◆ **What to work on**
Return the records below from the line containing "For every instance of the nightstand" onward, exactly, through and including the last line.

◆ **Excerpted records**

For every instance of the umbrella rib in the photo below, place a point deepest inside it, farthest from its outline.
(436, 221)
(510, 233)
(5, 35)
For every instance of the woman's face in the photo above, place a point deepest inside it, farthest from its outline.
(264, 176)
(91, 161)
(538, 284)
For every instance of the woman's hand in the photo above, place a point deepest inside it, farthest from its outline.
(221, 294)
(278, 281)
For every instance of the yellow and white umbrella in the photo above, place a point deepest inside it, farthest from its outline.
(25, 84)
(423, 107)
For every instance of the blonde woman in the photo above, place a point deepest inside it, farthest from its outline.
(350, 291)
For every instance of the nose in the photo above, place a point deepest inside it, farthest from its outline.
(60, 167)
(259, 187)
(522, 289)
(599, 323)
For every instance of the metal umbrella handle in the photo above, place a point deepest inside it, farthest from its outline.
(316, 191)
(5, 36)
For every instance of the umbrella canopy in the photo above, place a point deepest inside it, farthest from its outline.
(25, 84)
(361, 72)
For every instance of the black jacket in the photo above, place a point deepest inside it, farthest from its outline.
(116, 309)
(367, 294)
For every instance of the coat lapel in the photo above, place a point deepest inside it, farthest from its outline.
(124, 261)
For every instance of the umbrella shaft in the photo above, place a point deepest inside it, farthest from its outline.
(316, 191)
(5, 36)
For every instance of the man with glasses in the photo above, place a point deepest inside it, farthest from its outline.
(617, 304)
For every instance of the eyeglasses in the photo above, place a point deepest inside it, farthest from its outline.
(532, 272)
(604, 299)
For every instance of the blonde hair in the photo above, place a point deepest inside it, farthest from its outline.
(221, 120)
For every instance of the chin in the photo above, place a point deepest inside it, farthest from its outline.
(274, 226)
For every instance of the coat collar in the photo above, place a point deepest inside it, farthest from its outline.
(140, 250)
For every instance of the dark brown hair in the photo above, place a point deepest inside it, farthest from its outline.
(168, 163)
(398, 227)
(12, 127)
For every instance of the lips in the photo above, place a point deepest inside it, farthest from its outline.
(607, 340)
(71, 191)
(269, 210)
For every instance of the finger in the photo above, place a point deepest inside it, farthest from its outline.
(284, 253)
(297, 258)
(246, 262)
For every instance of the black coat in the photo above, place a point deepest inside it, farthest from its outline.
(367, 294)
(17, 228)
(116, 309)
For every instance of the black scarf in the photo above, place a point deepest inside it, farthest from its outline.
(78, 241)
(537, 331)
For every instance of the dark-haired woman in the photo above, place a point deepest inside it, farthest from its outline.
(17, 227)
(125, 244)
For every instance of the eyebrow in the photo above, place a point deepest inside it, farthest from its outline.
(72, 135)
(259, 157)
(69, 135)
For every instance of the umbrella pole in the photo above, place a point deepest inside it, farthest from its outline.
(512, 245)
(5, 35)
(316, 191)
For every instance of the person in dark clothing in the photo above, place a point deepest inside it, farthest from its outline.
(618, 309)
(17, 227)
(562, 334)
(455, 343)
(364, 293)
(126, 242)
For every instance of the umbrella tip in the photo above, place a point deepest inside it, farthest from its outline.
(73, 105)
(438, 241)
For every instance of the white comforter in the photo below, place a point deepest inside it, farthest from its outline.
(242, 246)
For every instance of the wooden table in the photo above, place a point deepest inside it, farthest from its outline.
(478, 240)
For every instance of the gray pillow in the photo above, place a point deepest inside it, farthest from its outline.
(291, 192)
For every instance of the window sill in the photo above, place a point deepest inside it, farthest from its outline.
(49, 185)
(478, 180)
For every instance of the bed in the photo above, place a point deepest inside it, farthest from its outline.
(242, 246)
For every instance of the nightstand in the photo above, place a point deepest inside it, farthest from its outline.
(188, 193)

◆ **Output below**
For every instance of the nightstand in the photo above, place a point deepest inside it, farthest from its outline.
(188, 193)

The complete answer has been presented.